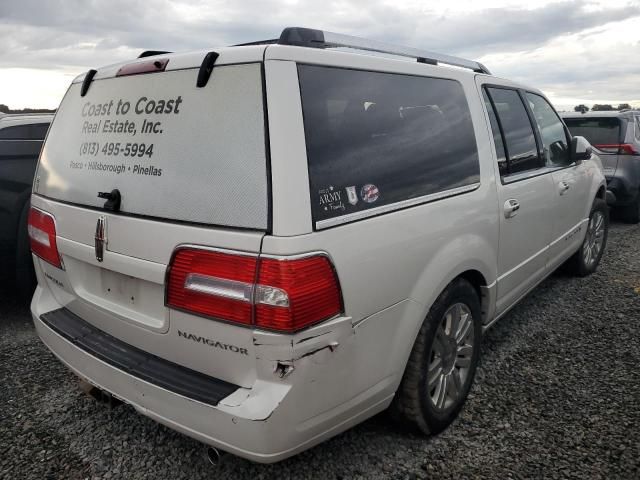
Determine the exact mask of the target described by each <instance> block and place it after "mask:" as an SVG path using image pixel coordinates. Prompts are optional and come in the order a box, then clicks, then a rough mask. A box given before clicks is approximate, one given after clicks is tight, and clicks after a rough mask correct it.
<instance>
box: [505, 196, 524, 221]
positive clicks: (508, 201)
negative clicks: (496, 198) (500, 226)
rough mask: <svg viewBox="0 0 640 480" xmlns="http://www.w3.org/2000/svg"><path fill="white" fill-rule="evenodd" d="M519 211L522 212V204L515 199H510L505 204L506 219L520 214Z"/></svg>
mask: <svg viewBox="0 0 640 480" xmlns="http://www.w3.org/2000/svg"><path fill="white" fill-rule="evenodd" d="M518 210H520V202H518V201H517V200H516V199H515V198H510V199H509V200H507V201H506V202H504V218H512V217H515V216H516V215H517V214H518Z"/></svg>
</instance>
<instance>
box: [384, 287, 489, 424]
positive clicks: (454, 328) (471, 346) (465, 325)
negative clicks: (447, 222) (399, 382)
mask: <svg viewBox="0 0 640 480" xmlns="http://www.w3.org/2000/svg"><path fill="white" fill-rule="evenodd" d="M481 322H482V321H481V310H480V300H479V298H478V294H477V292H476V290H475V288H474V287H473V286H472V285H471V284H470V283H469V282H468V281H466V280H464V279H462V278H459V279H457V280H454V281H453V282H452V283H451V284H449V286H448V287H447V288H446V289H445V290H444V292H442V293H441V294H440V296H439V297H438V299H437V300H436V301H435V303H434V304H433V306H432V307H431V309H430V310H429V313H428V315H427V318H426V319H425V321H424V323H423V324H422V327H421V328H420V332H419V333H418V337H417V338H416V341H415V344H414V346H413V350H412V351H411V355H410V357H409V361H408V362H407V367H406V369H405V372H404V376H403V378H402V382H401V383H400V387H399V389H398V391H397V392H396V396H395V398H394V400H393V402H392V404H391V413H392V415H393V417H394V418H395V419H397V420H400V421H401V422H402V423H405V424H407V425H409V426H412V427H417V428H418V429H419V430H421V431H422V432H423V433H425V434H427V435H429V434H435V433H438V432H441V431H442V430H444V429H445V428H447V427H448V426H449V425H450V424H451V422H453V420H455V418H456V417H457V415H458V413H459V412H460V409H461V408H462V406H463V405H464V402H465V400H466V398H467V395H468V394H469V389H470V388H471V385H472V383H473V378H474V376H475V372H476V367H477V365H478V361H479V359H480V343H481V338H482V324H481Z"/></svg>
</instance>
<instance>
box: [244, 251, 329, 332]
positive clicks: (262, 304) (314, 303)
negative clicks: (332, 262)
mask: <svg viewBox="0 0 640 480" xmlns="http://www.w3.org/2000/svg"><path fill="white" fill-rule="evenodd" d="M280 292H282V293H280ZM285 296H286V301H285V299H284V297H285ZM255 300H256V325H258V326H259V327H263V328H268V329H273V330H284V331H295V330H300V329H302V328H305V327H307V326H309V325H311V324H313V323H316V322H319V321H321V320H325V319H327V318H330V317H333V316H335V315H337V314H338V313H340V311H341V310H342V305H341V299H340V287H339V285H338V279H337V277H336V274H335V272H334V270H333V266H332V265H331V262H329V259H328V258H327V257H325V256H313V257H307V258H300V259H295V260H283V259H271V258H263V259H261V261H260V272H259V275H258V286H257V290H256V297H255Z"/></svg>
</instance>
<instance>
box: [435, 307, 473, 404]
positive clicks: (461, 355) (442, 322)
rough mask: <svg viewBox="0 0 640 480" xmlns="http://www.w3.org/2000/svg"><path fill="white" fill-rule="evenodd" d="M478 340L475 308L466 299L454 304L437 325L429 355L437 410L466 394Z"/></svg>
mask: <svg viewBox="0 0 640 480" xmlns="http://www.w3.org/2000/svg"><path fill="white" fill-rule="evenodd" d="M474 342H475V338H474V325H473V316H472V314H471V309H470V308H469V307H468V306H467V305H465V304H464V303H456V304H454V305H452V306H451V307H449V309H448V310H447V311H446V312H445V314H444V316H443V318H442V321H441V322H440V324H439V325H438V328H437V329H436V333H435V336H434V339H433V344H432V346H431V354H430V356H429V367H428V371H427V372H428V373H427V391H428V394H429V399H430V400H431V403H432V405H433V407H434V408H435V409H436V410H439V411H443V410H447V409H449V408H451V407H453V406H455V405H457V404H458V402H459V401H460V399H462V398H463V396H464V386H465V383H466V381H467V377H468V375H469V368H470V366H471V360H472V356H473V349H474V348H475V347H474Z"/></svg>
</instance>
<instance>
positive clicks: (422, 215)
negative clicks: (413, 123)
mask: <svg viewBox="0 0 640 480" xmlns="http://www.w3.org/2000/svg"><path fill="white" fill-rule="evenodd" d="M300 50H302V49H297V50H296V51H297V52H299V51H300ZM278 51H280V50H278ZM292 53H296V52H292ZM312 53H313V52H312ZM310 55H311V54H310ZM363 57H364V58H363V59H360V58H358V62H359V63H362V65H358V67H360V68H365V69H371V70H377V71H390V72H396V73H408V74H413V75H427V76H443V75H444V76H446V77H448V78H454V79H456V80H458V81H459V82H460V83H461V84H462V85H463V88H464V90H465V93H466V94H467V100H468V102H469V107H470V109H471V114H472V121H473V125H474V130H475V134H476V138H477V143H478V151H479V158H480V185H479V187H478V188H477V189H476V190H474V191H472V192H468V193H465V194H461V195H458V196H454V197H449V198H446V199H443V200H439V201H435V202H432V203H427V204H422V205H419V206H415V207H411V208H407V209H404V210H399V211H395V212H392V213H387V214H383V215H380V216H377V217H373V218H369V219H366V220H360V221H356V222H354V223H350V224H345V225H340V226H336V227H333V228H328V229H325V230H320V231H313V230H312V228H313V227H312V219H311V213H310V201H309V181H308V173H307V164H306V149H305V144H304V131H303V129H302V125H303V124H302V112H301V110H300V96H299V90H298V82H297V71H296V69H295V63H294V62H288V61H285V60H284V59H278V60H277V61H267V62H266V72H267V74H266V78H267V97H268V105H269V128H270V137H271V145H272V150H271V165H272V176H273V219H274V223H273V235H271V236H266V237H265V238H264V241H263V247H262V252H263V253H265V254H274V255H291V254H298V253H304V252H311V251H324V252H327V253H328V254H329V256H330V257H331V259H332V261H333V263H334V265H335V268H336V271H337V274H338V277H339V280H340V285H341V288H342V294H343V299H344V309H345V314H346V316H348V317H351V319H352V325H353V328H354V332H355V336H354V340H353V341H352V342H351V346H350V347H349V348H352V349H353V359H352V361H349V363H348V365H347V364H345V365H344V368H346V369H351V370H350V372H349V373H350V375H348V377H349V378H350V379H351V381H350V382H348V383H346V384H344V385H342V387H343V388H340V389H337V390H335V391H333V392H332V396H333V399H332V401H333V402H334V403H336V404H339V403H341V402H344V401H346V400H348V399H349V398H353V397H354V396H356V395H357V394H358V393H360V392H363V391H365V390H366V389H368V388H371V387H372V386H373V385H375V384H377V383H380V382H383V381H384V382H386V383H388V386H387V387H386V388H387V389H388V390H389V391H390V392H391V393H392V392H393V391H395V389H396V388H397V386H398V384H399V382H400V379H401V377H402V373H403V371H404V367H405V364H406V361H407V358H408V356H409V353H410V351H411V348H412V346H413V342H414V341H415V337H416V335H417V332H418V330H419V328H420V326H421V325H422V322H423V320H424V318H425V316H426V315H427V313H428V311H429V308H430V307H431V305H432V304H433V302H434V301H435V299H436V298H437V297H438V295H439V294H440V293H441V292H442V291H443V290H444V288H445V287H446V286H447V284H448V283H450V282H451V281H452V280H453V279H454V278H456V277H457V276H458V275H460V274H461V273H462V272H464V271H467V270H476V271H478V272H480V273H481V274H482V276H483V277H484V278H485V280H486V284H487V285H488V286H489V287H490V288H493V286H494V284H495V278H496V268H497V248H498V220H499V217H498V208H497V197H496V186H495V176H494V168H493V153H492V150H491V147H490V143H489V140H490V137H489V131H488V127H487V125H486V123H485V117H484V111H483V108H482V104H481V102H480V99H479V98H478V96H477V91H476V90H475V84H474V81H473V77H472V76H470V75H468V74H467V73H466V72H458V71H455V70H450V69H446V68H442V67H431V66H427V65H419V64H413V63H409V62H399V61H393V60H384V61H381V60H380V59H379V58H376V59H373V60H370V59H367V58H366V56H363ZM327 59H329V60H327ZM349 59H350V60H352V61H353V57H352V56H349ZM323 61H333V62H337V63H338V66H339V61H340V55H339V54H338V53H336V54H335V58H333V57H332V56H329V55H318V56H317V58H315V57H313V58H306V59H305V62H306V63H322V62H323ZM367 62H370V65H369V64H367ZM334 64H335V63H334ZM352 66H353V65H352ZM274 67H276V68H274ZM385 69H386V70H385ZM283 85H289V86H290V87H291V89H292V88H295V94H291V89H288V88H284V87H283ZM284 145H289V146H290V148H284ZM293 210H295V213H292V214H291V215H289V212H290V211H293ZM396 306H397V307H400V308H396ZM492 308H493V307H492V306H490V307H488V308H487V310H488V312H487V315H491V311H492ZM379 312H384V313H383V314H379ZM389 312H395V313H396V314H397V315H393V314H391V315H390V314H389ZM389 378H392V380H391V381H388V379H389ZM385 379H387V380H385Z"/></svg>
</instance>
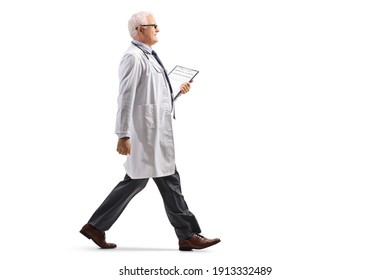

* _Brief_
Could you repeat, exactly and with nothing else, the lines from the first line of the records through the line containing "box: [505, 196, 524, 221]"? Leave out the pictures.

* _Response area_
Determine the exact mask of the target described by each <instance> block and place it after "mask:" as an SVG path using image pixel coordinates. Prompts are optional and come in the order a box, then clicks, then a rough mask. A box given before clicks is approximate, one given after clicks is tight, and clicks after a rough mask correct it.
<instance>
box: [505, 196, 524, 221]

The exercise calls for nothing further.